提供的信息:
—————
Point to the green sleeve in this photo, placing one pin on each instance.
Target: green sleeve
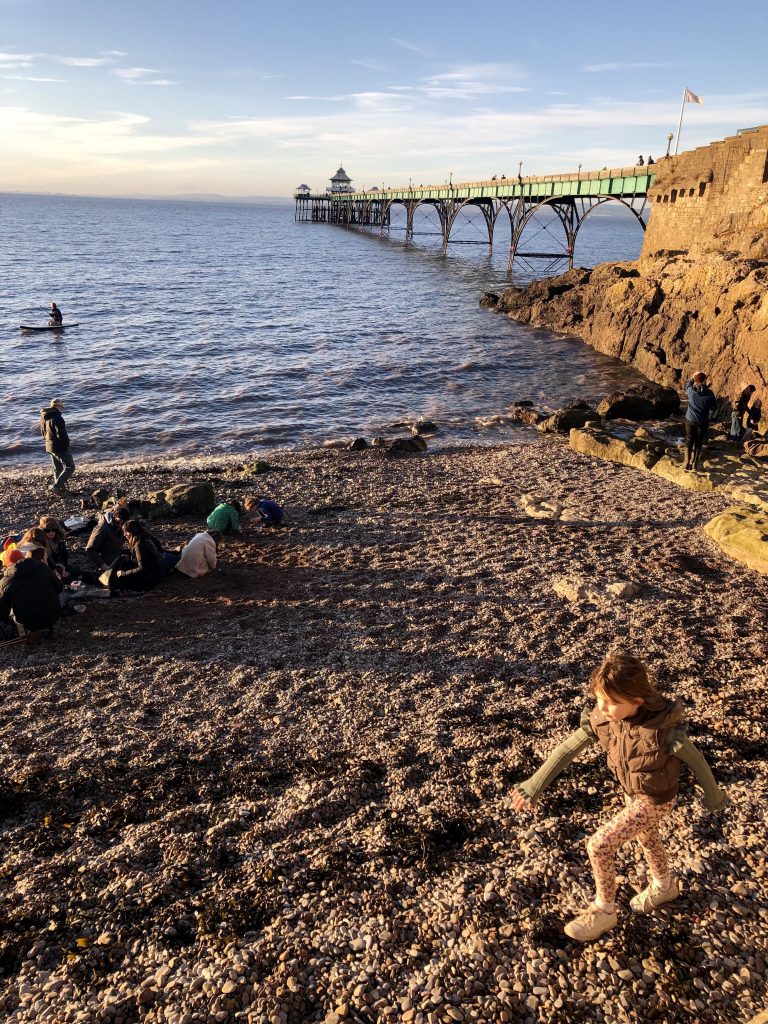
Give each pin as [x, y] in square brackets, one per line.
[682, 748]
[557, 762]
—————
练习说明:
把上方数据的各行排成Markdown表格，两列分别命名为“序号”和“行内容”，跳过空行。表格中不要放入图片。

练习结果:
| 序号 | 行内容 |
|---|---|
| 1 | Point to the green sleeve in this photo, placing one pin on each instance. |
| 2 | Target: green sleeve |
| 3 | Give each pin as [x, y] in square brackets, one per line. |
| 4 | [682, 748] |
| 5 | [557, 762] |